= Beginning of Section =

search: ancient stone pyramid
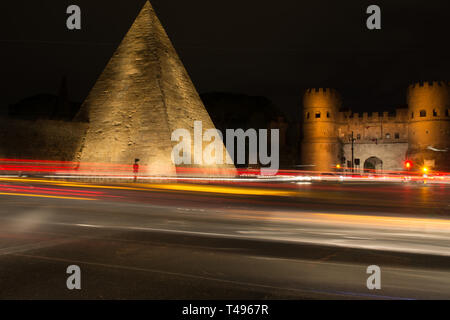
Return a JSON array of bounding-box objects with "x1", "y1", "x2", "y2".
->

= End of Section =
= Beginning of Section =

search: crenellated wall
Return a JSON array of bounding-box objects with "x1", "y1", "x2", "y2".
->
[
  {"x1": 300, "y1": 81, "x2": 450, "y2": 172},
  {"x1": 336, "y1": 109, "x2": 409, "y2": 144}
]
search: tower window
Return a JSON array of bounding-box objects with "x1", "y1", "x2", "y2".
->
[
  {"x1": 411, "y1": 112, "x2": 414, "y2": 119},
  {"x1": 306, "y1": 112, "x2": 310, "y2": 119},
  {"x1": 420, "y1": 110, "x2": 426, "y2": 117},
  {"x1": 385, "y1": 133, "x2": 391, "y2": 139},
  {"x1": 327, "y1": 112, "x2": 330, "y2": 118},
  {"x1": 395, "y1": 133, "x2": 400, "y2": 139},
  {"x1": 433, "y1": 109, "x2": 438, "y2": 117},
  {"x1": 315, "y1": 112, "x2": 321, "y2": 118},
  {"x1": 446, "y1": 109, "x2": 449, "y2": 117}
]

= End of Section =

◆ **REQUIRED WORK**
Read the listing line by line, and copy each line in which the word "search" is found.

◆ **ANSWER BELOW**
search: ancient stone pyramid
search: crenellated wall
search: tower window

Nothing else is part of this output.